Shopping mall in the Bronx, New York

Bronx Terminal Market, also known as Gateway Center at Bronx Terminal Market, is a shopping mall along the Major Deegan Expressway in Concourse, Bronx, New York. The center encompasses just under one million square feet of retail space built on a 17 acre site that formerly held a wholesale fruit and vegetable market (also named the Bronx Terminal Market) as well as the former Bronx House of Detention for Men, south of Yankee Stadium.

The shopping center, which was completed in 2009, saw the construction of new buildings and two smaller buildings, one new and the other a renovation of an existing building that was part of the original market. The two main buildings are linked by a six-level garage for 2,600 cars. The center's design has earned a Leadership in Energy and Environmental Design (LEED) Silver award.

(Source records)
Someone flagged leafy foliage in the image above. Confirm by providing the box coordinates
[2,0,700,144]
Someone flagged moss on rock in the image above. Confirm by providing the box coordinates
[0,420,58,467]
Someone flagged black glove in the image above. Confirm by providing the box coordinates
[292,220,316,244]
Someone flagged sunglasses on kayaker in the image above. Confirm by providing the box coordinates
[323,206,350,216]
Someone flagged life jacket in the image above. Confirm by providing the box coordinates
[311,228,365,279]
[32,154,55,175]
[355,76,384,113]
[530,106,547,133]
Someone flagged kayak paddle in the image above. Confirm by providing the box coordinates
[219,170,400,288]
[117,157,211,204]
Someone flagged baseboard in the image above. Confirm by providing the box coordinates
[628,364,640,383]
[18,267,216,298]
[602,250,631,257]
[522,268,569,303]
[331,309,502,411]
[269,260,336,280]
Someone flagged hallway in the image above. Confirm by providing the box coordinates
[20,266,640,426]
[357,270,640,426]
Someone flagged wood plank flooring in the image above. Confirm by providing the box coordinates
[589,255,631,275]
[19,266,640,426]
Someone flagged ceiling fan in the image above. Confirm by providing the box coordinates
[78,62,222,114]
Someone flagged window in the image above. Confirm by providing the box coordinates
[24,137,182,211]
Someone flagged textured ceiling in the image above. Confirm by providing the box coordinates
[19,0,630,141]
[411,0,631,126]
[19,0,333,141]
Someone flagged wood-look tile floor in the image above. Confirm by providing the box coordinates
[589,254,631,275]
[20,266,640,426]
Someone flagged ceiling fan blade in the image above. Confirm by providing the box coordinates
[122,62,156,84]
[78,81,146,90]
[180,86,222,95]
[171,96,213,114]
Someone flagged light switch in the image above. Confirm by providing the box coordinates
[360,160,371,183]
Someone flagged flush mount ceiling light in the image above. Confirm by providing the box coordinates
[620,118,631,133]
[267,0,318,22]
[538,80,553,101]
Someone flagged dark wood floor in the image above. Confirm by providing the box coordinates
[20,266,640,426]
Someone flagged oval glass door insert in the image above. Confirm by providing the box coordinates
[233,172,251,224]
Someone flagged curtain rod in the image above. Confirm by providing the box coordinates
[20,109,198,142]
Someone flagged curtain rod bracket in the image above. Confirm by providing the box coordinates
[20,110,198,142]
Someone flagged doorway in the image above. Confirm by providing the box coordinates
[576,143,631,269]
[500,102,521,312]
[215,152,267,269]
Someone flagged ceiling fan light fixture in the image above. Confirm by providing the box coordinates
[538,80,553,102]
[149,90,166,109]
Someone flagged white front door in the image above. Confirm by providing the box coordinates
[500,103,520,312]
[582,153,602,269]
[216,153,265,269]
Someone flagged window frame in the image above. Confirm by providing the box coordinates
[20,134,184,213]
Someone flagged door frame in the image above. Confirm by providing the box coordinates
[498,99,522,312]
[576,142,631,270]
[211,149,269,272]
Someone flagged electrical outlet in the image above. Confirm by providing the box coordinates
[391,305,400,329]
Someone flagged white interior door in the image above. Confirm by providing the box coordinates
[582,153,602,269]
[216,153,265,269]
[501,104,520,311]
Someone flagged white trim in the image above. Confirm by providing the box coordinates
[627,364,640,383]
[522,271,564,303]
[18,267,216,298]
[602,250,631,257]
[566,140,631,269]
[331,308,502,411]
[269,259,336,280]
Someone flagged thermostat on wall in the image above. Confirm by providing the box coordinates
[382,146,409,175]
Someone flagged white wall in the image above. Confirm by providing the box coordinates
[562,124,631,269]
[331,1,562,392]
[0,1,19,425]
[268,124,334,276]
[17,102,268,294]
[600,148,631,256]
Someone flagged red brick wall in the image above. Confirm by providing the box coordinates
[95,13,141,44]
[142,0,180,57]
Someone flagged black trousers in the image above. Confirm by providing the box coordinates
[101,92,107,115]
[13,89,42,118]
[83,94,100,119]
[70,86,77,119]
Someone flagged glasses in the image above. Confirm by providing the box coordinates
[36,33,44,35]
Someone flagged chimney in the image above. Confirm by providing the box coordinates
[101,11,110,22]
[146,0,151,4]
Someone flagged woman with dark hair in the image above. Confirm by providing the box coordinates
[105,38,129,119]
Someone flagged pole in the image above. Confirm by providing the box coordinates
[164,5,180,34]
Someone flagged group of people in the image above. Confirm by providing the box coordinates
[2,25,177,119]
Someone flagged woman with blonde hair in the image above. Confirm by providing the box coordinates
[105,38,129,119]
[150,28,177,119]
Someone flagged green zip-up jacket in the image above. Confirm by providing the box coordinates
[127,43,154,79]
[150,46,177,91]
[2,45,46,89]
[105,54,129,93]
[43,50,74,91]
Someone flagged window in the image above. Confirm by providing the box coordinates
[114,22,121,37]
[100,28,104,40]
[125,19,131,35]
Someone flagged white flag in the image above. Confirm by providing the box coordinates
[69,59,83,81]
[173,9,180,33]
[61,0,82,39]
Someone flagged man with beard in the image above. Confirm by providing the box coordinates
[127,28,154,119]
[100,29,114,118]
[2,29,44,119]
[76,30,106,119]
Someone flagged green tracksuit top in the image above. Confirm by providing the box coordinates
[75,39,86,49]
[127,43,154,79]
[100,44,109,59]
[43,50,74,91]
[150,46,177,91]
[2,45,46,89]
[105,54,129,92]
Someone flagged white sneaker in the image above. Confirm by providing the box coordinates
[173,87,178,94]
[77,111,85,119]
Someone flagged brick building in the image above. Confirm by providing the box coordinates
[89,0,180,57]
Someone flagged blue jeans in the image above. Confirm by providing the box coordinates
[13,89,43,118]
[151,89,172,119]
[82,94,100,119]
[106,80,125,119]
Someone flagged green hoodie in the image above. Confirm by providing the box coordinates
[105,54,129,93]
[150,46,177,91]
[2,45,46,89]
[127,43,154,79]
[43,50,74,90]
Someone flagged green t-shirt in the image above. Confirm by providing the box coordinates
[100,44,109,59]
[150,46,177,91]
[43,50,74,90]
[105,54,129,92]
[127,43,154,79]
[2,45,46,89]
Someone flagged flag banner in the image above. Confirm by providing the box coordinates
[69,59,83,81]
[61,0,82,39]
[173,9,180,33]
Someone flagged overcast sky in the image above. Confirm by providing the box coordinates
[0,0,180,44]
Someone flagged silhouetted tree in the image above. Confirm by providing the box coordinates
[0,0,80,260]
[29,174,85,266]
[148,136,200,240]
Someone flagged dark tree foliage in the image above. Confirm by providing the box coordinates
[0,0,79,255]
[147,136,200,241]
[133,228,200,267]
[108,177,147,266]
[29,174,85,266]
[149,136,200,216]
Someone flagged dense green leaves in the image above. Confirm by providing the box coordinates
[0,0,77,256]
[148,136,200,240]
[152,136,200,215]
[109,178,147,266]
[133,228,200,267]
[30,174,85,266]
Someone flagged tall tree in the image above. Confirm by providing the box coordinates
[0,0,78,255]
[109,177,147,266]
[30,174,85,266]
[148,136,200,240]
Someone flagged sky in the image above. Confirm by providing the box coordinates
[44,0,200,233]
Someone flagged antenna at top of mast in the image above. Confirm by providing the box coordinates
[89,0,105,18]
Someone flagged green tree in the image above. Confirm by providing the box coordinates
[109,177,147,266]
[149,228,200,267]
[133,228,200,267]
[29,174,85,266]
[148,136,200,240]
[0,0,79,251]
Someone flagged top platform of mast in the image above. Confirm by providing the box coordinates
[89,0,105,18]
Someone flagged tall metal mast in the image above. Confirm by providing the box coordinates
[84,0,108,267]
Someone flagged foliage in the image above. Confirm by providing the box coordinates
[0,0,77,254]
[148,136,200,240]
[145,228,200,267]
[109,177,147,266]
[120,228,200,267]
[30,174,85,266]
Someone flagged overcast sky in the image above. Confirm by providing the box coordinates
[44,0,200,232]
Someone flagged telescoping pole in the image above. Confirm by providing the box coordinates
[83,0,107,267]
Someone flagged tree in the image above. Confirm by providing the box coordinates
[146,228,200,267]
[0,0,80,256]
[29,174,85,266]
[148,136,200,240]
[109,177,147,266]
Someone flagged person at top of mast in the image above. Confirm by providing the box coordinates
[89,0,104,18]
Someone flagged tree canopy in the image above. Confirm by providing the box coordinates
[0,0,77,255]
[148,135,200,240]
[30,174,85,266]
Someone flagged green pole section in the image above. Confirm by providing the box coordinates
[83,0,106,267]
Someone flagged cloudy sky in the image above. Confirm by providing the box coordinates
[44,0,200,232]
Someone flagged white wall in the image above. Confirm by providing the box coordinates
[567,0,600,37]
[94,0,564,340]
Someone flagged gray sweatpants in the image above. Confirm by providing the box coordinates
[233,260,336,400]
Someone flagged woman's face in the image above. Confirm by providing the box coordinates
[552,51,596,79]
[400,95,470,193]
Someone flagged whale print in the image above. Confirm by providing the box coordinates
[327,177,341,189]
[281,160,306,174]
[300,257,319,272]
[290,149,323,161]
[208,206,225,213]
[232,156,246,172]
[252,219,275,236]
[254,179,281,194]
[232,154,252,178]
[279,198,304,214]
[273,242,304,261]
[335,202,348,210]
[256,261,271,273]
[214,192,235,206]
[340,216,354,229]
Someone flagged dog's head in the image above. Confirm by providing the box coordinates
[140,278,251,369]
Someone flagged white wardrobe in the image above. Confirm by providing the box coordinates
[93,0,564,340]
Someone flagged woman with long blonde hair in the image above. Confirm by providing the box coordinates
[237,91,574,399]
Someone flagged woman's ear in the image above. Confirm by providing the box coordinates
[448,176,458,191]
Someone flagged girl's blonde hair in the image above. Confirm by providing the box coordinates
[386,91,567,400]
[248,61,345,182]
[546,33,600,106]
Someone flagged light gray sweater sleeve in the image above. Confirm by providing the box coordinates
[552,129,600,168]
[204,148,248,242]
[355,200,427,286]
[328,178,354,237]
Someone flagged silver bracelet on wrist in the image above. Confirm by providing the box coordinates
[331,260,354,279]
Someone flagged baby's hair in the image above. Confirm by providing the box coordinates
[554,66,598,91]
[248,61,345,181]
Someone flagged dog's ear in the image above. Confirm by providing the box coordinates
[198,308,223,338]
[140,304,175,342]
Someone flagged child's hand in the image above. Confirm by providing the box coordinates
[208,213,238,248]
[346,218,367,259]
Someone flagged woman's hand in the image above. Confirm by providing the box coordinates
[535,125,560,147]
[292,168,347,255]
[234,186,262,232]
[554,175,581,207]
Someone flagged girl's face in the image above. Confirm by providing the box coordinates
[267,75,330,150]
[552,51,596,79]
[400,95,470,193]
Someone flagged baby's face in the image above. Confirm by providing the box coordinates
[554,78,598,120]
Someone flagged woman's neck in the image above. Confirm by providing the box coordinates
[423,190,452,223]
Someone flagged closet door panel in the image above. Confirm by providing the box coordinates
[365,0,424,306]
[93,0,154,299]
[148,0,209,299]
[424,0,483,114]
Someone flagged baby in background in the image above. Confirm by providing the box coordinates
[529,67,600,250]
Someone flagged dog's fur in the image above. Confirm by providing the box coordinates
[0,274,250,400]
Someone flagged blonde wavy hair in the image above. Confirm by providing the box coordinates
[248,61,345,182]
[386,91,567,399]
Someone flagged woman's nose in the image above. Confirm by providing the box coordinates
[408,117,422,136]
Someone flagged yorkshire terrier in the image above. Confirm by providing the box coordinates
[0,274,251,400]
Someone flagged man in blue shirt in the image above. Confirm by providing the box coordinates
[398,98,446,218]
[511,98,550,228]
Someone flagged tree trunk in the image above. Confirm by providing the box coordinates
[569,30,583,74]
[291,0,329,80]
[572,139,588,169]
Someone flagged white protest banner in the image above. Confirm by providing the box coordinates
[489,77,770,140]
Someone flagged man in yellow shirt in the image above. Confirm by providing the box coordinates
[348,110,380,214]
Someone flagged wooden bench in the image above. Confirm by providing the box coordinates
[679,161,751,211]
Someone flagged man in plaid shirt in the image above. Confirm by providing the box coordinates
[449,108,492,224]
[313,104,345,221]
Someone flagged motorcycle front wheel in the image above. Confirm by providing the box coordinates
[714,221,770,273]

Task 1:
Answer these questions from the Bronx Terminal Market passage.
(a) Along which expressway does the shopping mall stand?
(b) In what year was the shopping center completed?
(c) How many cars does the garage linking the two main buildings hold?
Task 2:
Decide whether each statement agrees with the Bronx Terminal Market passage, and quote the words that settle it.
(a) The mall was built on a 17-acre site.
(b) The garage linking the two main buildings has four levels.
(c) The center's design earned a LEED Gold award.
Task 3: Extend the Bronx Terminal Market passage, picking up after its final sentence.

Exercise answer 1:
(a) The Major Deegan Expressway.
(b) 2009.
(c) 2,600 cars.

Exercise answer 2:
(a) Yes: "built on a 17 acre site"
(b) No: "a six-level garage for 2,600 cars"
(c) No: "has earned a Leadership in Energy and Environmental Design (LEED) Silver award"

Exercise answer 3:
==History==

=== Early history ===
Bronx Terminal Market is just south of Yankee Stadium under the Major Deegan Expressway, on a wide road named Exterior Street. As early as 1914, Cyrus C. Miller, the former Bronx Borough President, had advocated the creation of a terminal market in New York City. Construction on the market started, but not completed until Fiorello La Guardia took office as mayor. During his tenure, he enacted a program constructing various markets to provide a home for the city's numerous pushcart vendors. Between October 1, 1934, and May 1, 1935, the city built a new complex just south of the existing unfinished structure. Bronx Terminal Market consisted of small two-story concrete buildings of simple design. Designed by Samuel A. Oxhandler with John D. Churchill and Albert W. Lewis, the buildings were originally painted light yellow. In 1936, the market's flagship structure went up, a small, cubist-style polygon at 149th Street with "Bronx Terminal Market" in large relief in the concrete. This building was designed to serve as a bank and, upstairs, a hotel for farmers. A car float brought in rail cars by barge to the market.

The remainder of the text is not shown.